These surfaces are everywhere around us, and they are used in places where fight against bacteria is of great importance. Aside nosocomial infections which can be gained in hospital environments, the restaurants and cafes are the next in line for public health safety since they tend to have stainless steel supply and equipment.

After signing their strategic partnership in 2004, Arcelor (now ArcelorMittal) and ULg started the Biocoat project – a project where they combined their expertise to use bio-inspiration and the chemistry of synthetic polymers to devise a process where they could produce a cost-effective and environmentally friendly way to coat stainless steel surfaces with antibacterial coating.

In 2009 they demonstrated the feasibility of a process based on an aqueous solution of a bio-inspired multi-functional polymer. However, the durability of the antibacterial property was not guaranteed and the process required dozens of successive deposits of these nanometer thin layers on the steel, thus making the process unsuitable for use mass production.

“We wanted to simplify this process by using the same basic products but by changing the ways in which they were deposited”, said Christophe Detrembleur, a Senior FNRS Researcher at the ULg’s Center for Education and Research on Macromolecules (CERM). “We pre-assembled the active principles (hydrosoluble polymers bio-inspired for adhesion and nanoparticles of antibacterial silver) in the water in order to have a solution ready for use available, in other words ready to be deposited on the steel by a simple soaking or spraying.”

Aside making the process faster, less costly and effective, the researchers managed to improve it to function in water at room temperature. The solution enables the biomolecules such as anti-biofilm enzymes or antibacterial peptide to be added to the mix.

Although the researchers from ULg developed this coating with stainless steel surfaces in their mind, the promising results made them test their coating on other surfaces such as titanium, plastics and textiles.
★ ★ ★ ★ ★
In the passage on antibacterial coating for stainless steel, rewrite the part starting at "After signing their" and ending at "use mass production.", swapping "dozens" for "hundreds".

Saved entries
★ ★ ★ ★ ★
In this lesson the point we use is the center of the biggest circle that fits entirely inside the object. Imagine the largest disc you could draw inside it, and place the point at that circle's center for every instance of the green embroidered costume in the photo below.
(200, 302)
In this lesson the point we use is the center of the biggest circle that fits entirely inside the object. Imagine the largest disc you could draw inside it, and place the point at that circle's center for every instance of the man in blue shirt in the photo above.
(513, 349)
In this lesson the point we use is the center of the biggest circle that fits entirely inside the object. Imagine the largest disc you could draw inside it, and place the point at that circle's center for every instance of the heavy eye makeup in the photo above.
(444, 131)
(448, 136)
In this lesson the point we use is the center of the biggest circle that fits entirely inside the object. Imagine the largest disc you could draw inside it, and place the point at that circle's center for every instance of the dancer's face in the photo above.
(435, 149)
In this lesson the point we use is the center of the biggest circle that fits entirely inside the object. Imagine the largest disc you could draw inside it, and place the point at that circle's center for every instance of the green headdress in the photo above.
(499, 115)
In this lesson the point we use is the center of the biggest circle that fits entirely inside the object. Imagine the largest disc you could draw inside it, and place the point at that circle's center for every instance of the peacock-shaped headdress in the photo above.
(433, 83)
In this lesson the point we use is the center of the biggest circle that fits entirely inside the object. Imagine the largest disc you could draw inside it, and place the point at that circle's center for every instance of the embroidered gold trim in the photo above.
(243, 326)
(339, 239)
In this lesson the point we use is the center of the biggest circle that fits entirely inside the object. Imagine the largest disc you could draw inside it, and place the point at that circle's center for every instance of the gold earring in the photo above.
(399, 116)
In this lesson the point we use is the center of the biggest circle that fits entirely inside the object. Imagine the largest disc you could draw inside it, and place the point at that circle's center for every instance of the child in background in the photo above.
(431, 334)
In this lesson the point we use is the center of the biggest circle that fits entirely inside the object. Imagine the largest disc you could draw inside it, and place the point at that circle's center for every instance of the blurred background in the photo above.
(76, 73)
★ ★ ★ ★ ★
» **Your solution**
After signing their strategic partnership in 2004, Arcelor (now ArcelorMittal) and ULg started the Biocoat project – a project where they combined their expertise to use bio-inspiration and the chemistry of synthetic polymers to devise a process where they could produce a cost-effective and environmentally friendly way to coat stainless steel surfaces with antibacterial coating.

In 2009 they demonstrated the feasibility of a process based on an aqueous solution of a bio-inspired multi-functional polymer. However, the durability of the antibacterial property was not guaranteed and the process required hundreds of successive deposits of these nanometer thin layers on the steel, thus making the process unsuitable for use mass production.